**Required action**
Write out the line that contains "of the street" and every line after it through the end of the entries, exactly as given and with no other lines.

Dataset records below:

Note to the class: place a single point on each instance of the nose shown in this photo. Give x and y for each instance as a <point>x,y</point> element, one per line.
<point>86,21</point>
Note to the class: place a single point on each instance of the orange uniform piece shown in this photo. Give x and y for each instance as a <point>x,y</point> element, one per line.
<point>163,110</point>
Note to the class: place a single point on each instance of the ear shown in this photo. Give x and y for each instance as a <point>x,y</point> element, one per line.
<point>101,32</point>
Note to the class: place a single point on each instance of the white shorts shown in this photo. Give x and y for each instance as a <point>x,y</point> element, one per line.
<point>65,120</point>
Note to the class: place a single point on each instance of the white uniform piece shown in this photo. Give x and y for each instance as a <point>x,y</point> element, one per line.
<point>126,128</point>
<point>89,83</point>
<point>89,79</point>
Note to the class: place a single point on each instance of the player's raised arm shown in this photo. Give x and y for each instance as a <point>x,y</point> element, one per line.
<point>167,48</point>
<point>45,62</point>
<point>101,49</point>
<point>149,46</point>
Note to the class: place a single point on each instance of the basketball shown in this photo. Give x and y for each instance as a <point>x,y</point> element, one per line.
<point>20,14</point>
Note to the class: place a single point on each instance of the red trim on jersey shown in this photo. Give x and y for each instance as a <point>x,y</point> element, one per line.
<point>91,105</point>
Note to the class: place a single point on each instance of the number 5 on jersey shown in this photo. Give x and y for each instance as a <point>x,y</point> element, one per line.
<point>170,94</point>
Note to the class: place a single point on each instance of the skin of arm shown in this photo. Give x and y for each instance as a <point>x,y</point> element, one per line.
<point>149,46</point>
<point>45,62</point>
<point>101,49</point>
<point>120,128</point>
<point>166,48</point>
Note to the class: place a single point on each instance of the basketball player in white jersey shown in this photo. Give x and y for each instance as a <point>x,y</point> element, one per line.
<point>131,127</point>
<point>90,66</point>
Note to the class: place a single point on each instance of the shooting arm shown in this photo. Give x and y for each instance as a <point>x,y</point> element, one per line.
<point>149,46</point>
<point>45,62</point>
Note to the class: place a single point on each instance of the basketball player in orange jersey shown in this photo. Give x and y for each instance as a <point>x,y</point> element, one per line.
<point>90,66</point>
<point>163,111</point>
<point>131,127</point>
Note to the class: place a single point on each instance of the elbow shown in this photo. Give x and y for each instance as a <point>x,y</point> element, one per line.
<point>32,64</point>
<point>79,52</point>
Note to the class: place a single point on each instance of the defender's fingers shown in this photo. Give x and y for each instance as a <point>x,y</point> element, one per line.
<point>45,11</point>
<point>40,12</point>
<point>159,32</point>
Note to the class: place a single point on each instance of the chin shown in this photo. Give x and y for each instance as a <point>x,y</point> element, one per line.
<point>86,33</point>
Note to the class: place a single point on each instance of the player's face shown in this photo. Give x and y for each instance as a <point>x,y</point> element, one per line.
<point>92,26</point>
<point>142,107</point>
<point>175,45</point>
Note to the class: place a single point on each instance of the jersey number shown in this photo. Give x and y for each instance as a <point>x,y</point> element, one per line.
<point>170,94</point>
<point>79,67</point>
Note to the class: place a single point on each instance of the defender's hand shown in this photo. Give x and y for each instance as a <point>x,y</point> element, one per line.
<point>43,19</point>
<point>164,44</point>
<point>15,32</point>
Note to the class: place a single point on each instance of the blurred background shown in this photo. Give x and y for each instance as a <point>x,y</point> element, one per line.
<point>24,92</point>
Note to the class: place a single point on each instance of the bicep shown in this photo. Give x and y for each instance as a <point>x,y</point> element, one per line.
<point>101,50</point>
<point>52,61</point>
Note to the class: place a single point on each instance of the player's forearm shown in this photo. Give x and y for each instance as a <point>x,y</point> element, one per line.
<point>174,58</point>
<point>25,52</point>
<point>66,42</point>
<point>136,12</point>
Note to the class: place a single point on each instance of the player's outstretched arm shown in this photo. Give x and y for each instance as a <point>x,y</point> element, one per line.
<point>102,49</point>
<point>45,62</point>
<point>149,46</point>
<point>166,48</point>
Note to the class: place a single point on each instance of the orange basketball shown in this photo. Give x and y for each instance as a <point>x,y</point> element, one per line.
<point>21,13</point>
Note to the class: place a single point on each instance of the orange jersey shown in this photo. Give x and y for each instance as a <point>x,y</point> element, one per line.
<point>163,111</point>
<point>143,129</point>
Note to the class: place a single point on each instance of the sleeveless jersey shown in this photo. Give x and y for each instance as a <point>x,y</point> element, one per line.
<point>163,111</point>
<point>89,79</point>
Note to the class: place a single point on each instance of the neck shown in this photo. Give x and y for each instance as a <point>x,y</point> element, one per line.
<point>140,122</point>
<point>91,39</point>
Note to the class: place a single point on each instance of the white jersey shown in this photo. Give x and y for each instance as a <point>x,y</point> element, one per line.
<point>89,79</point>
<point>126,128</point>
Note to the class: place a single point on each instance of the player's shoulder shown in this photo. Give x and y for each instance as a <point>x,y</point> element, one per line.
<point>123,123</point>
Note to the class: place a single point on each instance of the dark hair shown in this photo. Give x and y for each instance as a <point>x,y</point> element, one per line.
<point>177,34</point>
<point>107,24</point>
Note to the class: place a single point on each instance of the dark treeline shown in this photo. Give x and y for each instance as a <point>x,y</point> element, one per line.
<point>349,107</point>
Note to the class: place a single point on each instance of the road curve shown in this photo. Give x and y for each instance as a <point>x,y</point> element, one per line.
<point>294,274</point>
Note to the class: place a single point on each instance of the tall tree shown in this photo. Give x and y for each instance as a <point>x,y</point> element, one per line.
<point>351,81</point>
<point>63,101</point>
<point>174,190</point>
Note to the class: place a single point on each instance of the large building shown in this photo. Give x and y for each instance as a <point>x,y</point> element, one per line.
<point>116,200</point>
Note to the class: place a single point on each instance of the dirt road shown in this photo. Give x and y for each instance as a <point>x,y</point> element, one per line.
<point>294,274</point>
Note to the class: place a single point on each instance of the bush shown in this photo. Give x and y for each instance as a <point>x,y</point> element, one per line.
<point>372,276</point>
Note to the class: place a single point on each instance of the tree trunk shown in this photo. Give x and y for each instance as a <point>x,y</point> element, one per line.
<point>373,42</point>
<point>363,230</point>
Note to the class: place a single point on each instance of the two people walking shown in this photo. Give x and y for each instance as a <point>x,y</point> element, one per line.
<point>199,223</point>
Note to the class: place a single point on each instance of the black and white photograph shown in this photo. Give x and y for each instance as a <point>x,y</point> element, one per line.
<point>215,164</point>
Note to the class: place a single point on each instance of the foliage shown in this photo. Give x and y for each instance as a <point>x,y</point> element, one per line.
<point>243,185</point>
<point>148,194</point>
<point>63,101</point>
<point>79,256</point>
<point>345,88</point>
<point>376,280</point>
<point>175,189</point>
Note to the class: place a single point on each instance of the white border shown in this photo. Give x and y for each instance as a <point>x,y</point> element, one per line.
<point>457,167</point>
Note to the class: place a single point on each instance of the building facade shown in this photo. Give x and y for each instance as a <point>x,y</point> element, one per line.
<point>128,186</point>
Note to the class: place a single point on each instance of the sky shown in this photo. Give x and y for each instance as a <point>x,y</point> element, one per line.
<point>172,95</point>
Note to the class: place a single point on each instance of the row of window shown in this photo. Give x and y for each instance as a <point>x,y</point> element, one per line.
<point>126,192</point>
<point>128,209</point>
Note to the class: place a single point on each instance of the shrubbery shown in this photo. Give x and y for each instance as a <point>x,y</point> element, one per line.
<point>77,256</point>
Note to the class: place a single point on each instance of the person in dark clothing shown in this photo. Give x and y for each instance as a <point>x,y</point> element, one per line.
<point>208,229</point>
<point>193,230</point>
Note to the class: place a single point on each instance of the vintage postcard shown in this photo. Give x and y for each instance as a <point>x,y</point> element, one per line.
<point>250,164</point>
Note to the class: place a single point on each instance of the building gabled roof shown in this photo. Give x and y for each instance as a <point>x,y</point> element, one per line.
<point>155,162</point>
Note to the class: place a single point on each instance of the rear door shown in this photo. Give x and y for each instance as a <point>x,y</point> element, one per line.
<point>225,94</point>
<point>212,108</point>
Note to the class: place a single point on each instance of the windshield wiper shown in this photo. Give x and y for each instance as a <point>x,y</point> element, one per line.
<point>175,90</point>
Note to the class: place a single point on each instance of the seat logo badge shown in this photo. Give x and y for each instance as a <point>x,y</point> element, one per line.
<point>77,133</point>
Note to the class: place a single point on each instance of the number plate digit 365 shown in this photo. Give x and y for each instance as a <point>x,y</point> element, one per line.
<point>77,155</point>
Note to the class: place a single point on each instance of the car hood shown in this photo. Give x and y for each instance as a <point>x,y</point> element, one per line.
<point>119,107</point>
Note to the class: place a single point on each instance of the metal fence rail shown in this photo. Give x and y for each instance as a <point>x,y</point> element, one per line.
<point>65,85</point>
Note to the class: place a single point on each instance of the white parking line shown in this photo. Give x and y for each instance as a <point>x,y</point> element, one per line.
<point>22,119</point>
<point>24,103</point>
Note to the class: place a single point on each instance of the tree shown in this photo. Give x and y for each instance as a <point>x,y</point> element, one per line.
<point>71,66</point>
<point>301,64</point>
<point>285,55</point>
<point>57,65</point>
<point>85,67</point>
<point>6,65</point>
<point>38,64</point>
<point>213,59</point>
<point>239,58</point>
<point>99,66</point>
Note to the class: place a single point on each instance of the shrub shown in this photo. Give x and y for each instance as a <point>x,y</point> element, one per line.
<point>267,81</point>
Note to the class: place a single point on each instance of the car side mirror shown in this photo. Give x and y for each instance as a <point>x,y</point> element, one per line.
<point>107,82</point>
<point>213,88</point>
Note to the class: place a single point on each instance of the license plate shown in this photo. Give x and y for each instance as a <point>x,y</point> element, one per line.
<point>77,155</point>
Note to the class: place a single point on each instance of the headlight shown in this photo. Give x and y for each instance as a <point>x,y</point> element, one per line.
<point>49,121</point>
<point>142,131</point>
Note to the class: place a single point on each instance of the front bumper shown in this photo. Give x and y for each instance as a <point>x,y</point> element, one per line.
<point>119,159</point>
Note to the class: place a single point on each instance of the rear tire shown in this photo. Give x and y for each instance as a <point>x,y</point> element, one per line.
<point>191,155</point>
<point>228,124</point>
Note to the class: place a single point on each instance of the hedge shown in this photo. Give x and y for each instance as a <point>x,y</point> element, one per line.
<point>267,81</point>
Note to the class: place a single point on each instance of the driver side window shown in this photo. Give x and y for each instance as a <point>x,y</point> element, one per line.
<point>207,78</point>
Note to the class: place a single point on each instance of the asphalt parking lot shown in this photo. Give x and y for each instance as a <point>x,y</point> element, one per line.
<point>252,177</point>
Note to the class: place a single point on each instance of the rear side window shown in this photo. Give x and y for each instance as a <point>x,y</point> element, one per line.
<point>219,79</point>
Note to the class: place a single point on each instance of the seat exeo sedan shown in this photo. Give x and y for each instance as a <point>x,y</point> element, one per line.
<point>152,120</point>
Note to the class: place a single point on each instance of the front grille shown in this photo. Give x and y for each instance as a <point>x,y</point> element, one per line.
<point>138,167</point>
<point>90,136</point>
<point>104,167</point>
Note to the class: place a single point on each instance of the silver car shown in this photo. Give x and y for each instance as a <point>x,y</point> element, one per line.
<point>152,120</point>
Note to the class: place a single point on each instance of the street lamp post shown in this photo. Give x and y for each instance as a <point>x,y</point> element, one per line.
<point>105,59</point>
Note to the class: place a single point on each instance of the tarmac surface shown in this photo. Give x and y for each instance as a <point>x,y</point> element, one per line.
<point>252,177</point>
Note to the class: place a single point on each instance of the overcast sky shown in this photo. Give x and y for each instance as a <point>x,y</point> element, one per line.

End of Dataset records.

**Response to this exercise**
Note to the class: place a single point on each instance of the street lamp post shown in this photo. Give x and y for each instance as a <point>x,y</point> element, one per line.
<point>105,59</point>
Note to the class: place a single point on each instance of the tarmac surface shown in this photo. Give x and y for each instance as a <point>x,y</point> element, one per line.
<point>252,177</point>
Note to the class: place a single point on each instance of the overcast sky shown in this photo. Give x and y for each instance as a <point>x,y</point> element, one per line.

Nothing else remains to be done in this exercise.